TASK LIST:
a) From the forum excerpt on the linear system, list the letters that the reply identifies as parameters defining the problem.
b) According to the forum excerpt on the linear system, why can all the possible lines be visualized as an infinite plane? Answer in one to three sentences.

EXCERPT TO READ:
=-=-=

My work/thoughts so far:
If we start with a system like the one below:
$$y+az=b$$ $$x+fz=g$$
I guess I could solve both sides for z and get something like:
$$z=\frac{b-y}{a}$$ $$z=\frac{g-x}{f}$$
Which I guess implies that: $$\frac{b-y}{a}=\frac{g-x}{f} $$ $$y=\frac{a(g-x)}{f}+b $$
Which is really just another way of writing $y=kx+m$, so for every value of z, the relationship between x and y can be written as a line. Since there is an infinite number of z, that means we can vizualize all the possible lines as an infinite plane.
If we could define a vectpr z we could restrict the possible solutions to the values in the plane that satisfiy both $y=\frac{a(g-x)}{f}+b $ and the equation for z. It just so happens we have two expressions for z, $z=\frac{b-y}{a}$ and $z=\frac{g-x}{f}$.
I dont' know, where do I go from here?
I’m awfully sorry, but your question is imprecise, especially since I don’t see mention of any parameter anywhere in the title or body. So my attempt at an answer may not satisfy you at all. Nonetheless:
It seems to me that $x$, $y$, and $z$ are to be the coordinates of points in $3$-space $\Bbb R^3$. And that $a$, $b$, $f$, and $g$ are parameters which define the problem. You pretty clearly are of the same opinion.

=-=-=

ENTRIES:
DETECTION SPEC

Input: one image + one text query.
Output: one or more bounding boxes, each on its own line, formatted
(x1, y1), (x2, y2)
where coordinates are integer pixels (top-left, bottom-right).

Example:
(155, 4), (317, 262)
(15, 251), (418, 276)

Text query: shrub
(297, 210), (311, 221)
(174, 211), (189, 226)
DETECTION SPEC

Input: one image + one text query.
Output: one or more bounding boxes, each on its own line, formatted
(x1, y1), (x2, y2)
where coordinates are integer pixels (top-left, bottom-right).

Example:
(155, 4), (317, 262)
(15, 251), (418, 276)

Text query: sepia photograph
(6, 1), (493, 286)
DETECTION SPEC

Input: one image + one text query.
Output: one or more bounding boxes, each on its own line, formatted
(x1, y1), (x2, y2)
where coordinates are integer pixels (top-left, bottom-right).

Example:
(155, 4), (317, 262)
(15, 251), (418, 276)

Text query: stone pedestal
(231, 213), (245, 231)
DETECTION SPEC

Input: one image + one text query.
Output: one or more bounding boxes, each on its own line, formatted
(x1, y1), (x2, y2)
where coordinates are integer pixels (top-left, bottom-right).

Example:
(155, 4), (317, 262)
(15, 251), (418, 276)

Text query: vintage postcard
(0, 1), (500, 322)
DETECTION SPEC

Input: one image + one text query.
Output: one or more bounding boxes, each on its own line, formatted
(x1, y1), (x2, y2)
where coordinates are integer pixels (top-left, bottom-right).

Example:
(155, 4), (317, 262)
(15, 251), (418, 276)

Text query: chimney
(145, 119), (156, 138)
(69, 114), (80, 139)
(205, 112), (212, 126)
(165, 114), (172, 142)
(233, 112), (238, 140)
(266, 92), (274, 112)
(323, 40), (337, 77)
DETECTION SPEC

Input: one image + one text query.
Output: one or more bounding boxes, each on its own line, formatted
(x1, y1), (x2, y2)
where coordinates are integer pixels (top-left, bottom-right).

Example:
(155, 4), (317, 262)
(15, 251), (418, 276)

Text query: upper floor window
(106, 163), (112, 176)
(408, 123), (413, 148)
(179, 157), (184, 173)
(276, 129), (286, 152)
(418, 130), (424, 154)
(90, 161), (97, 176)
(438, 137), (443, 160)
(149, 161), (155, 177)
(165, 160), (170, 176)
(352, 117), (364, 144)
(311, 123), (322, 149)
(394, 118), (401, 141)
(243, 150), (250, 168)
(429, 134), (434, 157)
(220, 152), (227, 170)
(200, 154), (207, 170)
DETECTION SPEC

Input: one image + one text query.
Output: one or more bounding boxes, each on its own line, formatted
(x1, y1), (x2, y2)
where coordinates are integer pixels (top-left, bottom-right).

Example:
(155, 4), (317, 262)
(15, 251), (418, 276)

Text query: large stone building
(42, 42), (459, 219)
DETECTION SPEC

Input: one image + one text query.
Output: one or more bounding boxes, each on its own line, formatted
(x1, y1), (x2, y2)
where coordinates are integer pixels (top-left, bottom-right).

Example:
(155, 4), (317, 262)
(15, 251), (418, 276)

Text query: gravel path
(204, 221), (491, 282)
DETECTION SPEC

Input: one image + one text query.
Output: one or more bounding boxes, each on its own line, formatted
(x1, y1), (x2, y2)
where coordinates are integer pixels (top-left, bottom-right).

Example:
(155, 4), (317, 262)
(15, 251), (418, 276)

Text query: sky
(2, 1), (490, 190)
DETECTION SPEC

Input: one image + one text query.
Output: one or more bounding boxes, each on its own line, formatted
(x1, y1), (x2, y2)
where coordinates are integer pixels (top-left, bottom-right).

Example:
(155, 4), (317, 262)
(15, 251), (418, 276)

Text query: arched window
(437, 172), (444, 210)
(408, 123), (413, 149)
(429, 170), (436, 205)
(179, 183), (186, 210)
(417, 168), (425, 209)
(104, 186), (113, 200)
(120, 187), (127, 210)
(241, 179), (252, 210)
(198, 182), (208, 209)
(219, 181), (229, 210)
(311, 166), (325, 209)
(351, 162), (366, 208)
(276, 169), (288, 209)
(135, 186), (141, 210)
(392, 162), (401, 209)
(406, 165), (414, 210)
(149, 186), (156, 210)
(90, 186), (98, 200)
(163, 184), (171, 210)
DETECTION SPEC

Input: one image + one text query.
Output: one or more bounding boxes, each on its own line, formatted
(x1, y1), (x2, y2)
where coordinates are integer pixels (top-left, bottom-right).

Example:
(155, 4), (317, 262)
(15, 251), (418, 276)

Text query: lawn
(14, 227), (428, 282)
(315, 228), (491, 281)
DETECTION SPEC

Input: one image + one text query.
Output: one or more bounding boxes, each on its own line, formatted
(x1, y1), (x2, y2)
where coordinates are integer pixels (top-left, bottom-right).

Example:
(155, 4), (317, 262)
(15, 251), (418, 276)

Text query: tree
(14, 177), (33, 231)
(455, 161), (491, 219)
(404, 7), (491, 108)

=-=-=

RESPONSES FOR EACH TASK:
a) a, b, f, g

b) For every value of z, the relationship between x and y can be written as a line. Since there is an infinite number of z, all the possible lines together can be visualized as an infinite plane.